## START
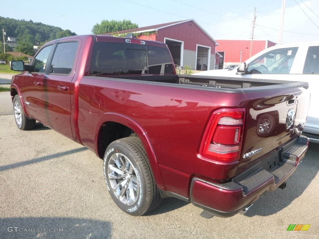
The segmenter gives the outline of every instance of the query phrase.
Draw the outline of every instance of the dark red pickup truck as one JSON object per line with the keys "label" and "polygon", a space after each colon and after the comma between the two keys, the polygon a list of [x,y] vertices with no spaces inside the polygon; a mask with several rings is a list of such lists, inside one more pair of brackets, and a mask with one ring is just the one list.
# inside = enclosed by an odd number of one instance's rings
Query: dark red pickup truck
{"label": "dark red pickup truck", "polygon": [[163,43],[93,35],[45,45],[13,77],[21,129],[36,120],[104,159],[115,203],[145,214],[173,197],[202,215],[244,212],[304,157],[308,83],[176,74]]}

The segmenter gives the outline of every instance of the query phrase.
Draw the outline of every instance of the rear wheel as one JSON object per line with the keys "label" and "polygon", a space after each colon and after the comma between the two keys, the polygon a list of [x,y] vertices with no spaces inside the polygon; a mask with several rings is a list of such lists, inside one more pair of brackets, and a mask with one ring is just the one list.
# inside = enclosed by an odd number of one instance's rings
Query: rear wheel
{"label": "rear wheel", "polygon": [[27,130],[34,128],[35,120],[29,119],[24,113],[19,95],[16,95],[13,98],[13,105],[14,119],[18,128],[22,130]]}
{"label": "rear wheel", "polygon": [[137,137],[111,143],[106,151],[105,182],[116,205],[133,216],[146,214],[162,201],[143,145]]}

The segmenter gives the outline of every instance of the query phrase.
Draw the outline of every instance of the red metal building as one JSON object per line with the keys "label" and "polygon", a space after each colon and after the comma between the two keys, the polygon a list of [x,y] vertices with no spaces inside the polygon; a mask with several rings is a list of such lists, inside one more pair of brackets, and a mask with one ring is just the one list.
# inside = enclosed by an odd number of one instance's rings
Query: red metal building
{"label": "red metal building", "polygon": [[122,36],[129,33],[139,39],[166,43],[176,65],[202,70],[215,68],[215,48],[218,43],[193,19],[103,35]]}
{"label": "red metal building", "polygon": [[250,40],[216,40],[219,44],[216,47],[216,51],[223,56],[222,65],[224,67],[229,65],[239,65],[263,50],[276,45],[268,40],[254,40],[252,48]]}

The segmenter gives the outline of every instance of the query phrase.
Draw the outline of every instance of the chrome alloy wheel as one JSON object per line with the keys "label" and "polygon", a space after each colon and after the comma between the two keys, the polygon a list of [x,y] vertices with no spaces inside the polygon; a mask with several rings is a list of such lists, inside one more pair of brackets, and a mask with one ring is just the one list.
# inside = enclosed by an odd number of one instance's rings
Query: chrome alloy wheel
{"label": "chrome alloy wheel", "polygon": [[14,118],[16,119],[17,124],[19,127],[22,123],[22,118],[21,115],[21,108],[19,103],[17,100],[14,101],[13,107],[14,109]]}
{"label": "chrome alloy wheel", "polygon": [[271,127],[271,122],[269,120],[265,119],[259,123],[258,129],[260,133],[263,134],[268,131]]}
{"label": "chrome alloy wheel", "polygon": [[125,205],[135,203],[138,198],[140,187],[134,166],[128,158],[122,154],[112,155],[108,165],[110,189]]}

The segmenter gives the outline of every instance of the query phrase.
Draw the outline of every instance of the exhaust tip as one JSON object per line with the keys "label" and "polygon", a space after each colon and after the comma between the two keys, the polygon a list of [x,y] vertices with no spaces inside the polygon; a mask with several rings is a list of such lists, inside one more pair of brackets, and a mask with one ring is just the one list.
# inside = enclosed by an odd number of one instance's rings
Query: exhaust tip
{"label": "exhaust tip", "polygon": [[247,211],[249,210],[249,209],[250,208],[250,207],[253,206],[253,204],[252,203],[250,205],[249,205],[246,207],[245,208],[244,208],[241,211],[240,211],[238,212],[238,213],[240,214],[241,214],[242,215],[244,215],[247,212]]}
{"label": "exhaust tip", "polygon": [[281,188],[283,190],[286,187],[286,186],[287,185],[287,181],[285,181],[283,183],[281,184],[280,185],[278,188]]}

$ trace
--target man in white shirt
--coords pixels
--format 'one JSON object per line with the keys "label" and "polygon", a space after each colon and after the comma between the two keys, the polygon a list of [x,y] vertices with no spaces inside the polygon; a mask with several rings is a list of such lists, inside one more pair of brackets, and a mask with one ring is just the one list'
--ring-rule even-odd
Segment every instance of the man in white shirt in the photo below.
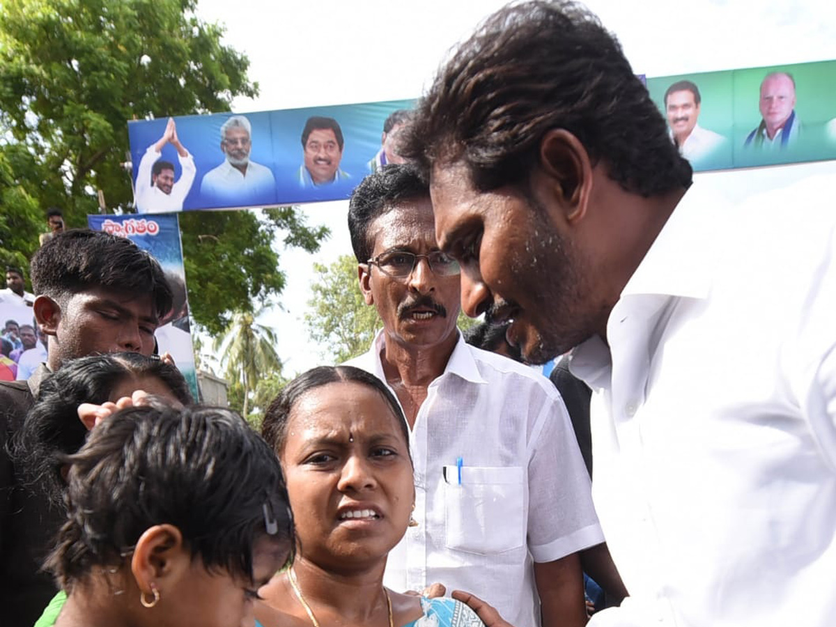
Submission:
{"label": "man in white shirt", "polygon": [[38,341],[35,329],[31,324],[21,325],[20,340],[23,344],[23,350],[16,359],[18,362],[16,379],[18,381],[25,381],[34,374],[38,366],[47,360],[47,349]]}
{"label": "man in white shirt", "polygon": [[201,196],[224,206],[275,201],[276,180],[270,169],[250,160],[252,127],[243,115],[232,115],[221,126],[221,151],[226,160],[201,181]]}
{"label": "man in white shirt", "polygon": [[690,80],[677,81],[665,92],[665,112],[670,139],[682,156],[696,166],[726,144],[721,135],[697,124],[701,102],[699,88]]}
{"label": "man in white shirt", "polygon": [[465,311],[512,319],[528,360],[578,346],[594,392],[593,492],[631,597],[590,624],[832,627],[832,181],[738,207],[691,188],[617,41],[562,3],[488,18],[411,128]]}
{"label": "man in white shirt", "polygon": [[6,268],[6,289],[0,289],[0,303],[32,307],[35,295],[23,288],[23,273],[19,268],[8,266]]}
{"label": "man in white shirt", "polygon": [[[429,191],[387,166],[354,191],[349,227],[360,289],[383,330],[355,365],[385,381],[410,426],[418,525],[386,584],[441,582],[517,627],[585,623],[577,553],[603,537],[559,395],[543,376],[466,344],[459,269],[436,244]],[[542,604],[542,607],[541,607]]]}
{"label": "man in white shirt", "polygon": [[[162,149],[171,144],[177,150],[181,173],[174,181],[174,164],[161,161]],[[140,213],[166,213],[183,211],[183,201],[195,181],[195,160],[177,137],[174,118],[169,118],[166,131],[148,146],[136,171],[136,209]]]}

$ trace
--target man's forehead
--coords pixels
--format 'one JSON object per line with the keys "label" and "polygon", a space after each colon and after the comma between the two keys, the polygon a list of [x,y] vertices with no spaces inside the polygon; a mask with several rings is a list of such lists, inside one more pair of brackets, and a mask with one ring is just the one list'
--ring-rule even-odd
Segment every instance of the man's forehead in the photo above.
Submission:
{"label": "man's forehead", "polygon": [[334,132],[334,129],[313,129],[310,135],[308,135],[308,143],[329,140],[335,143],[337,141],[337,134]]}
{"label": "man's forehead", "polygon": [[681,89],[670,92],[668,94],[668,103],[670,103],[672,100],[676,100],[679,103],[696,103],[696,98],[694,97],[694,93],[691,89]]}
{"label": "man's forehead", "polygon": [[400,201],[378,216],[371,224],[374,247],[379,251],[431,240],[435,245],[436,224],[429,197]]}
{"label": "man's forehead", "polygon": [[137,315],[156,318],[153,298],[149,293],[98,287],[76,292],[71,298],[88,303],[111,304],[130,309]]}
{"label": "man's forehead", "polygon": [[247,132],[247,129],[243,126],[230,126],[225,132],[225,137],[227,140],[238,137],[249,139],[250,134]]}
{"label": "man's forehead", "polygon": [[761,86],[762,92],[792,92],[793,91],[793,81],[788,77],[779,75],[772,76],[763,81]]}

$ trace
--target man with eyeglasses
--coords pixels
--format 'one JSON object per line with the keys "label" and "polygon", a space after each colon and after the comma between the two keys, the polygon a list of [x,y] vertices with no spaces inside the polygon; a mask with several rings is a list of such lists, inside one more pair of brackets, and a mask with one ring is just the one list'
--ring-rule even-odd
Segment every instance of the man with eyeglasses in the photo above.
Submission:
{"label": "man with eyeglasses", "polygon": [[212,206],[246,206],[276,201],[276,180],[270,168],[250,159],[252,126],[243,115],[232,115],[221,126],[221,151],[226,160],[201,181],[201,196]]}
{"label": "man with eyeglasses", "polygon": [[429,189],[410,166],[358,186],[349,230],[360,289],[383,322],[349,364],[398,398],[415,465],[418,524],[390,553],[385,584],[472,591],[516,627],[584,624],[577,553],[604,538],[559,395],[465,343],[459,267],[436,242]]}

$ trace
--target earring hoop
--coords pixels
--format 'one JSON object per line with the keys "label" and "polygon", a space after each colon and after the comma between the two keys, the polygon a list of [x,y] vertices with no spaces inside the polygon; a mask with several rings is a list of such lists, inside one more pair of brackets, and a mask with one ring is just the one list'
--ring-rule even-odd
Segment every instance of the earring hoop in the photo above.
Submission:
{"label": "earring hoop", "polygon": [[160,601],[160,590],[157,589],[154,582],[150,583],[150,588],[151,594],[154,595],[154,599],[150,601],[145,600],[145,593],[144,591],[140,593],[140,603],[142,604],[142,607],[144,608],[152,608]]}

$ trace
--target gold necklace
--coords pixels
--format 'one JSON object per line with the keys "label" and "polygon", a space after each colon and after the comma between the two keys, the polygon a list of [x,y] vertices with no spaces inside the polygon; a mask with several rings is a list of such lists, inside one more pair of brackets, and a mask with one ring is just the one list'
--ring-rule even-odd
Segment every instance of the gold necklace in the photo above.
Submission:
{"label": "gold necklace", "polygon": [[[290,587],[293,589],[293,594],[296,594],[296,598],[299,599],[299,603],[302,604],[302,607],[305,609],[305,612],[308,614],[308,618],[311,619],[311,623],[314,627],[319,627],[319,621],[316,619],[316,616],[314,615],[314,610],[311,609],[311,606],[308,604],[308,601],[305,598],[302,596],[302,590],[299,589],[299,584],[296,581],[296,573],[293,572],[293,567],[291,566],[288,570],[288,579],[290,581]],[[389,611],[389,627],[395,627],[395,623],[392,620],[392,599],[389,598],[389,590],[385,588],[383,589],[383,594],[386,597],[386,609]]]}

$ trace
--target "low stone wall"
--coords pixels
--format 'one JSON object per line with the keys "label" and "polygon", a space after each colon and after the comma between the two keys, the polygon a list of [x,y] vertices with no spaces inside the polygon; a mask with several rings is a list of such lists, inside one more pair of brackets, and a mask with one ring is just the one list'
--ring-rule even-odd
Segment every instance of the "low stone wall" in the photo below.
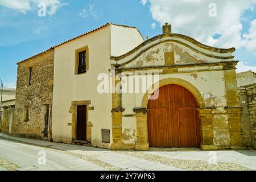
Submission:
{"label": "low stone wall", "polygon": [[243,107],[241,114],[243,143],[256,148],[256,84],[240,86],[238,92]]}
{"label": "low stone wall", "polygon": [[10,133],[11,128],[10,128],[10,124],[11,127],[14,113],[14,106],[6,107],[2,109],[0,122],[0,132]]}

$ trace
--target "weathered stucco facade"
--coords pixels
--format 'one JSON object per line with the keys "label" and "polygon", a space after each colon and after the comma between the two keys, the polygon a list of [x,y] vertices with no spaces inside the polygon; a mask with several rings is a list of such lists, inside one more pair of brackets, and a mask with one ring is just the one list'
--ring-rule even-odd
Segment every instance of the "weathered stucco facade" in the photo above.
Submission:
{"label": "weathered stucco facade", "polygon": [[[108,23],[55,48],[52,136],[58,142],[76,140],[77,108],[86,105],[86,140],[93,146],[110,148],[102,142],[102,130],[112,133],[112,96],[97,91],[100,74],[110,76],[110,56],[125,53],[143,42],[135,27]],[[86,72],[76,73],[76,54],[86,47]],[[110,141],[112,141],[110,134]]]}
{"label": "weathered stucco facade", "polygon": [[148,98],[169,84],[185,88],[197,100],[201,149],[244,148],[235,71],[237,61],[232,55],[234,48],[210,47],[182,35],[164,32],[163,35],[112,57],[117,73],[123,74],[122,80],[134,73],[159,75],[156,86],[148,85],[151,92],[113,95],[113,148],[148,149]]}
{"label": "weathered stucco facade", "polygon": [[[13,134],[50,139],[53,57],[51,48],[18,63]],[[46,132],[46,121],[49,123],[48,132]]]}
{"label": "weathered stucco facade", "polygon": [[[191,115],[189,111],[184,113],[189,115],[187,118],[179,118],[179,125],[191,117],[193,121],[198,119],[196,134],[200,140],[197,147],[202,150],[244,148],[242,107],[236,75],[238,61],[232,55],[235,49],[212,47],[172,34],[168,24],[163,30],[163,34],[144,41],[135,27],[107,23],[19,63],[15,133],[42,137],[43,107],[49,105],[49,118],[52,121],[49,130],[54,142],[82,143],[112,150],[147,150],[152,146],[149,129],[154,127],[148,125],[152,119],[149,113],[155,109],[166,109],[150,108],[149,100],[161,88],[177,85],[187,90],[197,104],[195,108],[189,107],[185,97],[183,107],[177,107],[177,112],[193,110]],[[79,74],[78,57],[82,52],[86,71]],[[33,77],[30,86],[28,74],[31,67]],[[152,75],[157,79],[150,82],[148,77],[141,77]],[[130,92],[127,84],[131,80],[139,81],[131,84],[135,87],[142,88],[146,83],[145,92]],[[102,82],[106,83],[103,87]],[[100,92],[101,89],[104,91]],[[126,89],[129,92],[124,92]],[[174,97],[170,93],[166,94],[169,101],[170,97]],[[162,99],[160,105],[164,101]],[[172,104],[168,104],[174,110]],[[24,119],[24,108],[32,111],[28,112],[29,119]],[[163,115],[166,119],[164,114],[159,114],[157,122],[161,121]],[[82,140],[78,139],[81,138],[78,137],[81,119],[86,126],[82,134],[86,139]],[[179,131],[179,127],[172,130]],[[191,129],[184,128],[188,133]]]}
{"label": "weathered stucco facade", "polygon": [[242,129],[243,143],[256,148],[256,83],[239,88],[242,110]]}

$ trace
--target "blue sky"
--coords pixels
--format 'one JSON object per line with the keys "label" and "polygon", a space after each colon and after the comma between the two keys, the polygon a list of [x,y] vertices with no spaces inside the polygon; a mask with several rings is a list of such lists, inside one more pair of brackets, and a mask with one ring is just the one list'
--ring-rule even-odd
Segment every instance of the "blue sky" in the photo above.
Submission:
{"label": "blue sky", "polygon": [[[56,10],[53,9],[54,13],[51,16],[47,14],[46,17],[38,15],[38,4],[32,3],[40,0],[24,1],[31,2],[29,7],[23,7],[22,4],[15,7],[10,6],[10,2],[19,0],[8,1],[0,0],[0,78],[3,81],[5,86],[16,85],[16,63],[18,61],[108,22],[136,26],[144,37],[146,35],[152,37],[161,34],[160,25],[164,20],[169,20],[175,24],[175,20],[171,18],[164,19],[162,16],[158,16],[159,14],[157,14],[155,10],[158,5],[162,5],[161,1],[53,0],[51,2],[62,4],[61,6],[57,4],[59,8]],[[51,2],[49,0],[43,1]],[[171,3],[171,1],[166,1]],[[53,7],[52,5],[49,5],[47,6],[48,11]],[[208,7],[205,8],[208,10]],[[253,10],[256,9],[255,4],[253,3],[250,9],[246,7],[245,9],[240,16],[243,27],[241,31],[242,34],[249,34],[251,22],[256,19],[256,13]],[[182,14],[182,10],[179,13]],[[178,13],[170,15],[173,17],[179,15]],[[188,32],[185,30],[183,32],[181,28],[174,27],[173,29],[177,33]],[[202,32],[193,33],[188,35],[200,39],[200,37],[197,39],[192,35]],[[217,38],[214,36],[216,34],[219,35]],[[220,35],[224,35],[225,32],[220,31],[216,34],[211,36],[218,39]],[[221,43],[220,46],[222,46]],[[232,47],[236,47],[236,45]],[[239,46],[234,53],[236,59],[243,61],[243,64],[246,64],[245,66],[253,68],[256,67],[256,54],[253,50],[248,51],[245,46]]]}

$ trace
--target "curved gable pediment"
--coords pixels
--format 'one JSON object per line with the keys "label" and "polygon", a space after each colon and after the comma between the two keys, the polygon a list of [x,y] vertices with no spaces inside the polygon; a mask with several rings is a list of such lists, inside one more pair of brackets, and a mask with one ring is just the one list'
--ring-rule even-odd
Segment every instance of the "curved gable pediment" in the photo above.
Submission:
{"label": "curved gable pediment", "polygon": [[232,53],[234,51],[234,48],[212,47],[182,35],[167,34],[152,38],[131,51],[111,59],[112,64],[118,67],[155,67],[166,65],[166,61],[170,60],[177,65],[233,61]]}

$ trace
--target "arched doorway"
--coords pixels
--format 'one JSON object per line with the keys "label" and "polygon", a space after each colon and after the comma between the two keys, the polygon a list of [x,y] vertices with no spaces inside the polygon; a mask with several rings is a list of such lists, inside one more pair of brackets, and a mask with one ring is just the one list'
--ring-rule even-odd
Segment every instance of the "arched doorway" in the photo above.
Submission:
{"label": "arched doorway", "polygon": [[200,122],[193,95],[174,84],[163,86],[158,91],[158,98],[149,100],[147,105],[150,146],[199,147]]}

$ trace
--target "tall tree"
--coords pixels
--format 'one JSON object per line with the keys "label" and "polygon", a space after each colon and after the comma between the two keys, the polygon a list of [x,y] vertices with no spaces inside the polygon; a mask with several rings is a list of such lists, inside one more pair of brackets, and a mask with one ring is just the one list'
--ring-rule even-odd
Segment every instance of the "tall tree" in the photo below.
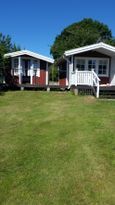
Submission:
{"label": "tall tree", "polygon": [[0,33],[0,75],[2,75],[4,69],[9,65],[9,60],[4,59],[4,54],[17,50],[20,50],[20,47],[11,42],[11,37]]}
{"label": "tall tree", "polygon": [[115,39],[109,27],[91,18],[85,18],[65,28],[55,38],[50,53],[58,59],[65,50],[91,45],[98,42],[115,45]]}

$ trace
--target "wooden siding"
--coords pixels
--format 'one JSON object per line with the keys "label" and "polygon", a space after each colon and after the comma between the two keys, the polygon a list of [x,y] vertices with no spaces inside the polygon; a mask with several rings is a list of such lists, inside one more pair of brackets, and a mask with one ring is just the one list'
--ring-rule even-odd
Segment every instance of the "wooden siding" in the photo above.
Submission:
{"label": "wooden siding", "polygon": [[67,64],[66,61],[62,62],[59,65],[59,85],[66,86],[66,72],[67,72]]}

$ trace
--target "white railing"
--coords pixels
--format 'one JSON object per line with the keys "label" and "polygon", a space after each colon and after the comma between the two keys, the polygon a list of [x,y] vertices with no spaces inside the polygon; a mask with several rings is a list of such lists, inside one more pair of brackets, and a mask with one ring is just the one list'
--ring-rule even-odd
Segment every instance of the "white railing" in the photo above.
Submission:
{"label": "white railing", "polygon": [[70,80],[70,86],[71,85],[89,85],[92,87],[96,87],[96,97],[99,98],[99,77],[97,74],[92,71],[78,71],[71,73],[71,80]]}

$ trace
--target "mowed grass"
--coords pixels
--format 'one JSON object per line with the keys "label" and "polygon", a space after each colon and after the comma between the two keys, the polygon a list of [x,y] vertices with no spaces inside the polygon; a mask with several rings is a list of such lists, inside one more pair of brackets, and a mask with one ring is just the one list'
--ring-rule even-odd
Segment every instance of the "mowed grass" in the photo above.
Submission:
{"label": "mowed grass", "polygon": [[1,205],[115,205],[115,101],[0,96]]}

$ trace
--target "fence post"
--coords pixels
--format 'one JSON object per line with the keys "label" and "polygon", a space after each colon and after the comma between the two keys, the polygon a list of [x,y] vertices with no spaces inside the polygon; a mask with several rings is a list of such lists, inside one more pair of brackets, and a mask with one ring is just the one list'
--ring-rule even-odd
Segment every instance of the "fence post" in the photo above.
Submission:
{"label": "fence post", "polygon": [[76,72],[75,72],[75,86],[77,86],[78,84],[78,69],[76,68]]}
{"label": "fence post", "polygon": [[99,98],[99,82],[97,83],[97,92],[96,92],[96,97]]}

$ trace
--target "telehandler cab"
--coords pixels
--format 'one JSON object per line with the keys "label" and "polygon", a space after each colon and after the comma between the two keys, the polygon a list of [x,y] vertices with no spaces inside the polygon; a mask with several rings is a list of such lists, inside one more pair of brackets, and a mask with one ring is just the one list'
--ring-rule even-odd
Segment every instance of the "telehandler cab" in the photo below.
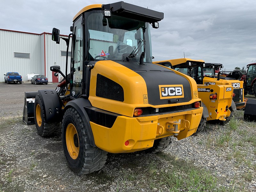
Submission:
{"label": "telehandler cab", "polygon": [[[205,122],[206,120],[212,123],[225,123],[230,120],[233,111],[236,110],[232,100],[233,88],[228,85],[204,84],[203,79],[205,75],[210,75],[206,73],[208,71],[204,70],[204,61],[184,58],[154,63],[171,68],[195,79],[197,84],[198,95],[202,100],[204,110],[209,114],[208,117],[202,116],[201,122]],[[195,134],[201,131],[204,127],[199,126]]]}
{"label": "telehandler cab", "polygon": [[[242,76],[242,73],[235,71],[227,76],[226,74],[223,74],[220,70],[216,75],[215,70],[223,68],[222,64],[212,63],[205,63],[205,66],[203,69],[206,71],[206,74],[203,80],[204,84],[214,84],[216,85],[232,85],[234,88],[232,99],[235,102],[236,109],[244,108],[245,103],[244,101],[244,82],[243,81],[238,80]],[[207,75],[207,73],[209,75]]]}
{"label": "telehandler cab", "polygon": [[[158,28],[163,17],[123,2],[85,7],[65,39],[68,54],[72,36],[65,74],[51,68],[65,80],[56,90],[32,93],[39,134],[53,134],[61,122],[67,161],[76,174],[100,169],[108,152],[156,153],[173,136],[180,140],[196,130],[203,108],[196,82],[152,63],[150,27]],[[57,43],[59,34],[54,28]]]}

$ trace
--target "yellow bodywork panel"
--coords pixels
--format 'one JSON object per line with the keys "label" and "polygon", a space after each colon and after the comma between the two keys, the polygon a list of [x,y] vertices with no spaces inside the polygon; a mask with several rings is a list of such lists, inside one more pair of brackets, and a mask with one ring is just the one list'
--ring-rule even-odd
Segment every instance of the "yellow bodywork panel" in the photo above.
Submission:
## END
From the listing above, pull out every line that contains the string “curved”.

> **Output for this exercise**:
--target "curved gable pediment"
Segment every instance of the "curved gable pediment" in the photo above.
{"label": "curved gable pediment", "polygon": [[232,53],[234,51],[234,48],[212,47],[182,35],[167,34],[152,38],[131,51],[111,59],[112,64],[118,67],[155,67],[166,65],[166,61],[170,60],[177,65],[233,61]]}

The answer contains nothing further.